Request
List every line below that contains the word "forest", where a match must have the same case.

Dataset extract
===============

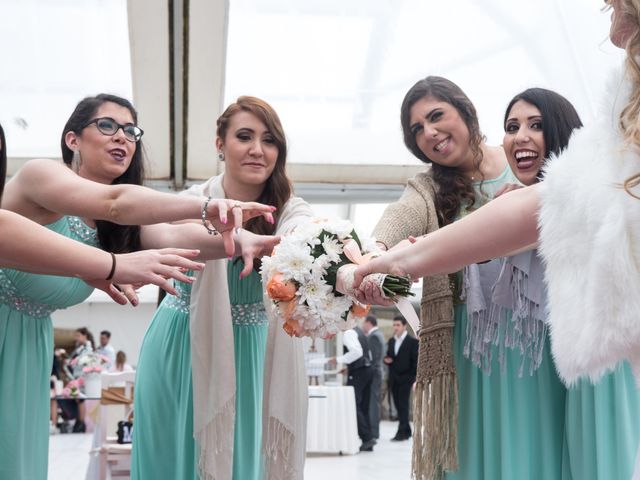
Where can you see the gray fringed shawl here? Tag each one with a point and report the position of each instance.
(511, 315)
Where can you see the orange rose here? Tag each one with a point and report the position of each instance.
(279, 289)
(290, 325)
(360, 310)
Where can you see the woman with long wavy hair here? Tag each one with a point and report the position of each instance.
(466, 398)
(586, 216)
(228, 383)
(92, 200)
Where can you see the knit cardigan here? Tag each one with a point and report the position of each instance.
(436, 401)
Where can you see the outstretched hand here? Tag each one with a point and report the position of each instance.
(219, 210)
(253, 247)
(148, 266)
(368, 292)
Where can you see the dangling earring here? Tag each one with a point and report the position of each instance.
(76, 161)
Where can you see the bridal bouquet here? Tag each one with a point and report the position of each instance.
(90, 362)
(310, 276)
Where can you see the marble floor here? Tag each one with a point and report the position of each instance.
(68, 459)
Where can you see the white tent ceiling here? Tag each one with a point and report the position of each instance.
(336, 70)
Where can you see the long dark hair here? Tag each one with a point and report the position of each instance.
(3, 161)
(277, 189)
(559, 118)
(454, 188)
(112, 237)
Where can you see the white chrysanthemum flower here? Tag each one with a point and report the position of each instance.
(307, 231)
(341, 228)
(313, 292)
(294, 261)
(369, 245)
(332, 248)
(319, 269)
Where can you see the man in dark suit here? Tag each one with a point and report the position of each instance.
(377, 345)
(402, 358)
(357, 357)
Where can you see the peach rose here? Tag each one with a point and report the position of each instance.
(279, 289)
(360, 310)
(290, 325)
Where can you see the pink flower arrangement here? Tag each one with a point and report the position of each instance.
(72, 389)
(92, 369)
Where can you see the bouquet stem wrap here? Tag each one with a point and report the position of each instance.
(345, 278)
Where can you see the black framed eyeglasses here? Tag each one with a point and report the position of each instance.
(108, 126)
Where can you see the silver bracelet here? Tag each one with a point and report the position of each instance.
(210, 228)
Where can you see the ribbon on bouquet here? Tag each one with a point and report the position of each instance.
(346, 275)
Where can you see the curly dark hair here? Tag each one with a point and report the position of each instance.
(112, 237)
(454, 188)
(559, 118)
(278, 189)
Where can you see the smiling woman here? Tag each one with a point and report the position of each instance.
(72, 205)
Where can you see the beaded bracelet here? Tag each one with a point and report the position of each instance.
(113, 267)
(210, 228)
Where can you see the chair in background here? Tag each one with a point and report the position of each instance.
(116, 404)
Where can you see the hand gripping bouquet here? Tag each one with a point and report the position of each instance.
(310, 275)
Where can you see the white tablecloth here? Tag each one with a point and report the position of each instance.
(332, 425)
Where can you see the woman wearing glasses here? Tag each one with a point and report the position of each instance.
(221, 390)
(97, 202)
(21, 239)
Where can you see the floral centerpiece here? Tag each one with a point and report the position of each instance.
(91, 365)
(72, 388)
(310, 275)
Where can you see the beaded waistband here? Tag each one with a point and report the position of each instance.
(249, 314)
(242, 314)
(9, 297)
(180, 304)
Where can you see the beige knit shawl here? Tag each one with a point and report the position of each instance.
(436, 395)
(285, 394)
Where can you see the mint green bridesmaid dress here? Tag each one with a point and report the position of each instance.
(26, 357)
(510, 427)
(163, 443)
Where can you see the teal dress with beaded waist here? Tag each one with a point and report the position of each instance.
(26, 354)
(163, 443)
(250, 329)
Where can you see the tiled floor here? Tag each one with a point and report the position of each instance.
(69, 457)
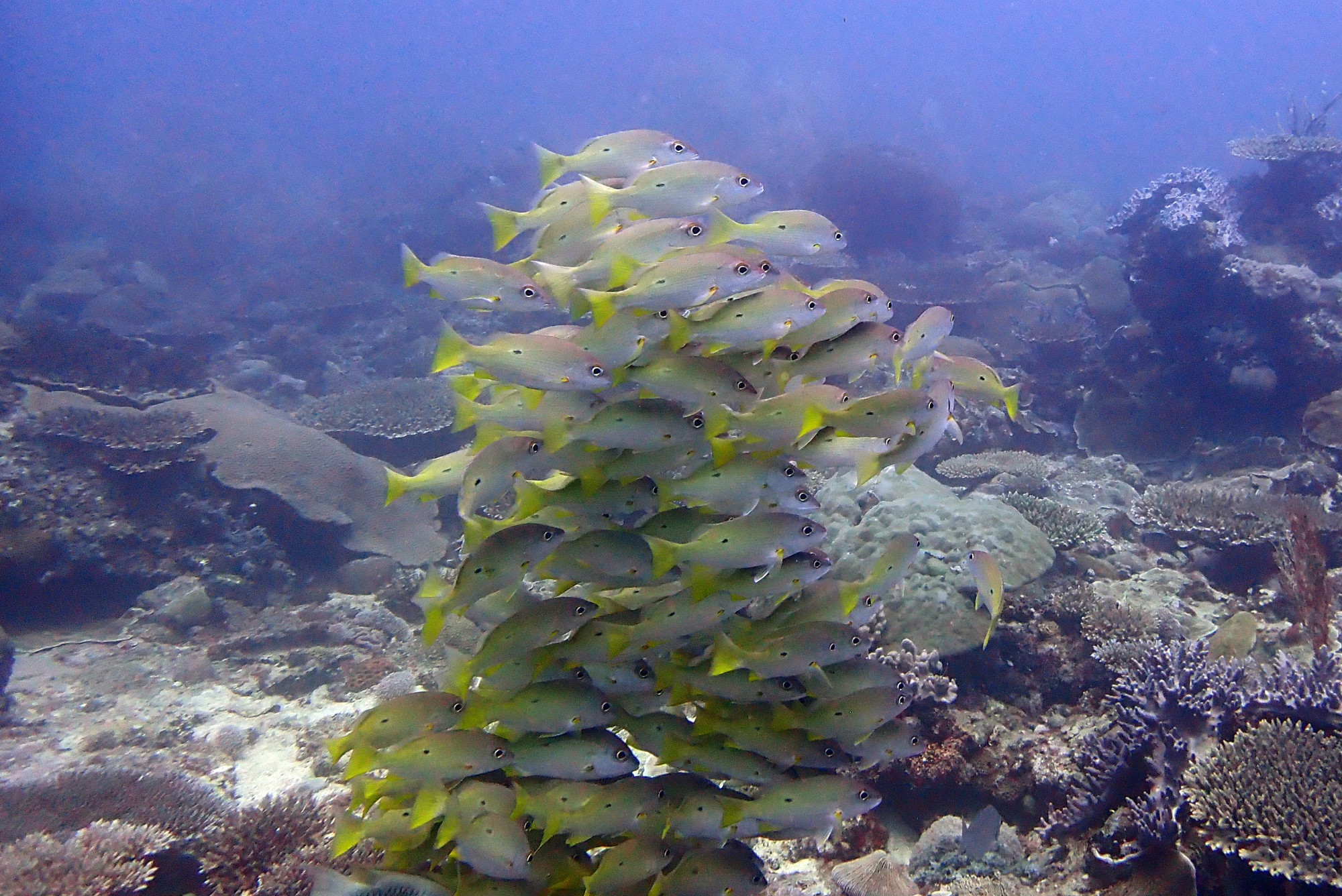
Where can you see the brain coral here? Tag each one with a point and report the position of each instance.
(1274, 797)
(932, 612)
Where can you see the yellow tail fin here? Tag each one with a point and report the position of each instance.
(397, 486)
(452, 349)
(602, 304)
(1013, 400)
(411, 266)
(552, 166)
(599, 199)
(505, 223)
(721, 229)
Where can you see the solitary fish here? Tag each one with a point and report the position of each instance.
(437, 478)
(670, 191)
(988, 577)
(923, 337)
(971, 378)
(532, 361)
(621, 155)
(796, 233)
(478, 284)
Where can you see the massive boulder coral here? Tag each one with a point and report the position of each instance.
(932, 611)
(1273, 796)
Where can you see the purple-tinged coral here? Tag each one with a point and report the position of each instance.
(1182, 199)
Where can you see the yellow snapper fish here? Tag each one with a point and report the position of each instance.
(851, 355)
(395, 721)
(845, 309)
(756, 541)
(693, 383)
(621, 155)
(672, 191)
(521, 411)
(497, 469)
(548, 207)
(798, 233)
(971, 378)
(923, 337)
(758, 321)
(622, 254)
(478, 284)
(434, 480)
(988, 579)
(684, 281)
(532, 361)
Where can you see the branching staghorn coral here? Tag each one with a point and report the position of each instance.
(1273, 796)
(1064, 526)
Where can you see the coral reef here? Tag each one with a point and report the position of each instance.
(1273, 796)
(1064, 526)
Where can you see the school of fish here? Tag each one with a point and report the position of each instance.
(638, 547)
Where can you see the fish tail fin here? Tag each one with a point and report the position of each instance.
(430, 804)
(721, 229)
(468, 412)
(360, 760)
(560, 281)
(350, 831)
(552, 164)
(813, 421)
(397, 486)
(1013, 400)
(724, 450)
(507, 225)
(678, 335)
(849, 596)
(622, 269)
(727, 657)
(664, 556)
(453, 349)
(411, 266)
(599, 199)
(717, 421)
(602, 304)
(869, 467)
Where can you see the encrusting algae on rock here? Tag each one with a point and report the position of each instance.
(664, 496)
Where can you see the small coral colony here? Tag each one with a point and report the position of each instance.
(672, 669)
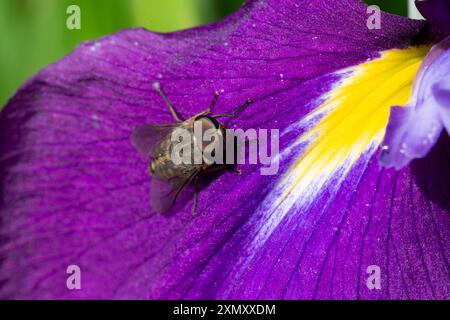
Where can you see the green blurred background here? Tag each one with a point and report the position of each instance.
(33, 33)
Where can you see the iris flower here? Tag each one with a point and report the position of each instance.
(74, 191)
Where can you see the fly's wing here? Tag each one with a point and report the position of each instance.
(163, 194)
(145, 138)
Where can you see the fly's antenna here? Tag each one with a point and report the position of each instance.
(157, 87)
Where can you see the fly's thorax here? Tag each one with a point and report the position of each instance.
(211, 138)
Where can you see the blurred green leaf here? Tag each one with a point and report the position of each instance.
(34, 32)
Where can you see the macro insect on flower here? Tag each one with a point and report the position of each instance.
(74, 191)
(169, 177)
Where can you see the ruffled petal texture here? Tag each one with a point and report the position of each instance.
(414, 130)
(437, 12)
(75, 192)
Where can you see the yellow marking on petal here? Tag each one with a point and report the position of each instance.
(353, 117)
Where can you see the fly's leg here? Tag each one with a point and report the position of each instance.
(196, 191)
(157, 87)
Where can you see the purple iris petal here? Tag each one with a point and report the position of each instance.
(437, 12)
(74, 191)
(413, 130)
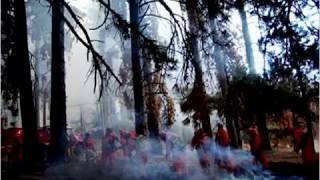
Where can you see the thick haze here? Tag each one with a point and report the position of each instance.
(80, 89)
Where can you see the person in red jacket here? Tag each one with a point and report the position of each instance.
(256, 145)
(222, 137)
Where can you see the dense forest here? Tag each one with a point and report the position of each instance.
(204, 68)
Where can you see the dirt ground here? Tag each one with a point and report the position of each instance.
(284, 161)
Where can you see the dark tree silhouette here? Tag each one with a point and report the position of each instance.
(136, 69)
(58, 122)
(28, 113)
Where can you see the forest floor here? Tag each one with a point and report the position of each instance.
(283, 162)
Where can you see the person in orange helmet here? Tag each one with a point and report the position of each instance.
(256, 145)
(222, 137)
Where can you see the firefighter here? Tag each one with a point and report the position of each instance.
(222, 137)
(109, 147)
(256, 145)
(200, 142)
(89, 146)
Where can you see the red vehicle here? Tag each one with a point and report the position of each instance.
(11, 142)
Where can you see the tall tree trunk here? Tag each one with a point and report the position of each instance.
(28, 113)
(58, 122)
(246, 36)
(262, 127)
(136, 69)
(196, 62)
(37, 80)
(152, 119)
(306, 105)
(213, 5)
(44, 115)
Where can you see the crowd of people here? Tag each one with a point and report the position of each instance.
(127, 144)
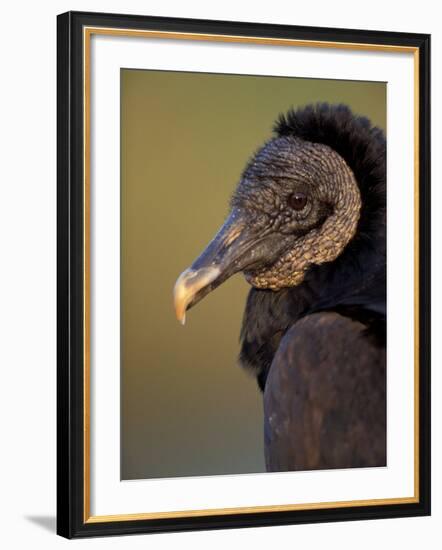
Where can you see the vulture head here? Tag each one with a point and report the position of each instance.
(307, 229)
(297, 205)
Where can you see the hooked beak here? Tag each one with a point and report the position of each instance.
(223, 257)
(219, 261)
(236, 247)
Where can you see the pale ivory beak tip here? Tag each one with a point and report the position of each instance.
(187, 286)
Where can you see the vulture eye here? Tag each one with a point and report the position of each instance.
(298, 200)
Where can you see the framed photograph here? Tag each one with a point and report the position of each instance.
(267, 187)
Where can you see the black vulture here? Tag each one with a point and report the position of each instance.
(307, 228)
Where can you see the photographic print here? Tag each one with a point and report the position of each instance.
(283, 368)
(243, 274)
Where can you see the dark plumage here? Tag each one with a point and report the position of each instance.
(308, 230)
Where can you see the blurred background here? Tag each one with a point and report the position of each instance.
(188, 409)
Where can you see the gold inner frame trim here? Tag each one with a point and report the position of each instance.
(87, 34)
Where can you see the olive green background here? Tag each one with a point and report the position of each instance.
(188, 409)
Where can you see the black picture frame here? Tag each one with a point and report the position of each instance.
(71, 498)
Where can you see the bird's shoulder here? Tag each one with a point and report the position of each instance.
(324, 399)
(326, 337)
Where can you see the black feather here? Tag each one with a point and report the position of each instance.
(357, 279)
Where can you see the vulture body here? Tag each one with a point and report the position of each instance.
(308, 230)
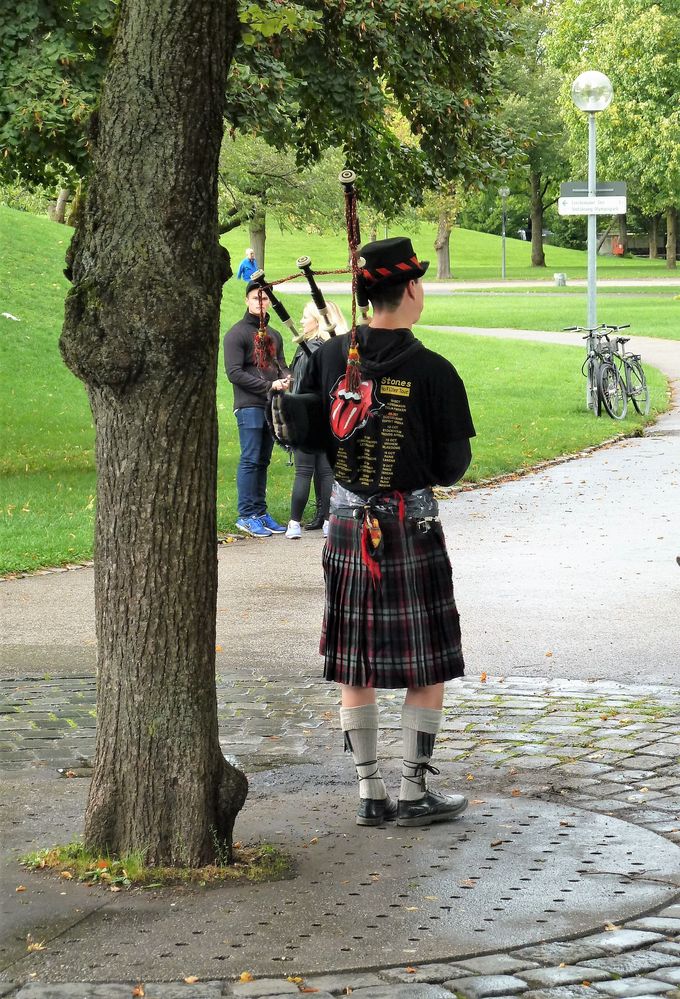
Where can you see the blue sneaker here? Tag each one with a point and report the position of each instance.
(254, 527)
(270, 524)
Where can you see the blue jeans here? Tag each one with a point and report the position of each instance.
(256, 451)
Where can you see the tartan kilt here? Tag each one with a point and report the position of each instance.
(405, 630)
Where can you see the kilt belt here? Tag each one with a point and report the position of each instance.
(417, 505)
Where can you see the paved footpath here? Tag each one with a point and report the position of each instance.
(563, 878)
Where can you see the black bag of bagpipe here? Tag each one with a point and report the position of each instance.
(297, 421)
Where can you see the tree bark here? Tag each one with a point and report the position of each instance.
(258, 236)
(671, 237)
(442, 245)
(537, 254)
(142, 332)
(653, 234)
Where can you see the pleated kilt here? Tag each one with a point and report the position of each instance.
(403, 631)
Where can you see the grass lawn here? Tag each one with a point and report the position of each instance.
(474, 255)
(527, 402)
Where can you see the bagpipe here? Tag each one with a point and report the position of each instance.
(296, 420)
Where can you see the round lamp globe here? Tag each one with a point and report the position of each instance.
(592, 91)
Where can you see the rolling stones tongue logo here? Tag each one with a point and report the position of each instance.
(350, 410)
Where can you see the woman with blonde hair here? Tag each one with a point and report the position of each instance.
(308, 466)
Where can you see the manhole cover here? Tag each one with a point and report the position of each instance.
(511, 872)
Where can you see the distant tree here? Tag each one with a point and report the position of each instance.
(365, 66)
(637, 44)
(52, 57)
(530, 112)
(259, 183)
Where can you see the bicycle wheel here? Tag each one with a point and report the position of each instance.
(613, 391)
(593, 398)
(639, 389)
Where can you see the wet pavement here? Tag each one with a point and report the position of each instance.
(563, 878)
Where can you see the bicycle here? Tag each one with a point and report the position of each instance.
(631, 370)
(603, 382)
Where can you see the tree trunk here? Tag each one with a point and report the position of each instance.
(653, 234)
(142, 332)
(442, 246)
(623, 233)
(671, 237)
(258, 236)
(537, 254)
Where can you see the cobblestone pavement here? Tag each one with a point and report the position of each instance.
(604, 747)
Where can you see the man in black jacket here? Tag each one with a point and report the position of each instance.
(254, 364)
(397, 425)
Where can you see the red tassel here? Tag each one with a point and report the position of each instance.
(371, 539)
(353, 371)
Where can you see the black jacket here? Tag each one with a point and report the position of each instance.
(251, 384)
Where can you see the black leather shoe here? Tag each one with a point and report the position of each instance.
(316, 523)
(432, 807)
(375, 811)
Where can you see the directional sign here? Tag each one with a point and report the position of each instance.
(610, 198)
(591, 206)
(603, 189)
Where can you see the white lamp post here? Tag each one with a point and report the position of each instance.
(504, 192)
(592, 92)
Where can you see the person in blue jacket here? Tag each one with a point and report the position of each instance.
(248, 265)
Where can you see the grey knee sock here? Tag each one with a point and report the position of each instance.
(419, 728)
(360, 726)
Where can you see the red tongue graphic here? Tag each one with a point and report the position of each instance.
(349, 412)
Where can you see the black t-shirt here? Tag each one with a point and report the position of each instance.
(404, 429)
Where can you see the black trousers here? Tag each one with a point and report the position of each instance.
(308, 466)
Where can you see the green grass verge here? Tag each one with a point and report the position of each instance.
(74, 862)
(475, 256)
(527, 402)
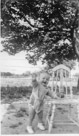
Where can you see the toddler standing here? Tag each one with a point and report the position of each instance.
(38, 95)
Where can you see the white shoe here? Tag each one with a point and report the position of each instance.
(29, 129)
(40, 126)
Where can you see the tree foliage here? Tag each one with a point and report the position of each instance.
(42, 28)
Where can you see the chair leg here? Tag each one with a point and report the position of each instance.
(52, 118)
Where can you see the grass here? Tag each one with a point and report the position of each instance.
(9, 94)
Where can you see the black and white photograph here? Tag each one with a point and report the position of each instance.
(39, 67)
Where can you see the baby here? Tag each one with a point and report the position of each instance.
(38, 95)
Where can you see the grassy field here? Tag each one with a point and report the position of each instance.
(16, 88)
(15, 120)
(18, 81)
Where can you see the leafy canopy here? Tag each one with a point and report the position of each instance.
(42, 28)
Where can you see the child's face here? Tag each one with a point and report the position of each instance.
(44, 77)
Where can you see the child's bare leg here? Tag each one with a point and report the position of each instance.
(40, 117)
(31, 116)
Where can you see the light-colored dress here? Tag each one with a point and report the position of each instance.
(38, 96)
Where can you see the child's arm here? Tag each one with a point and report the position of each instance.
(52, 94)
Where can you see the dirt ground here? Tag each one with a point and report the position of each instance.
(16, 119)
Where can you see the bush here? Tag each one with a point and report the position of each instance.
(15, 92)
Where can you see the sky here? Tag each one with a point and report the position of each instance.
(18, 64)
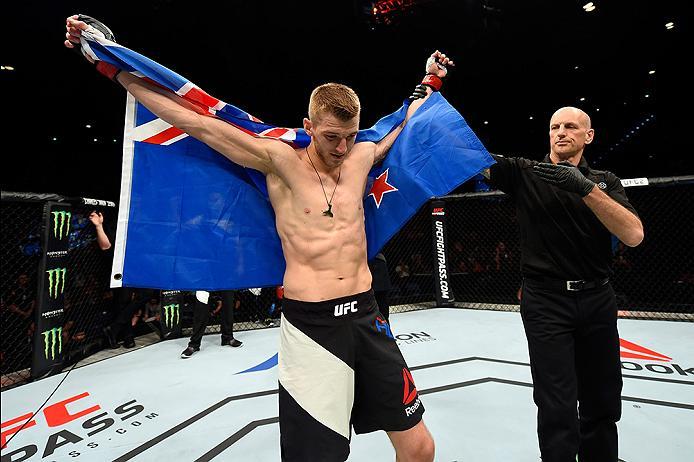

===============

In response
Where can you see the dense forest here? Tag each one with a point and report the position of each instance.
Where can you see the forest floor here? Tag each one with a point and report the position of each instance.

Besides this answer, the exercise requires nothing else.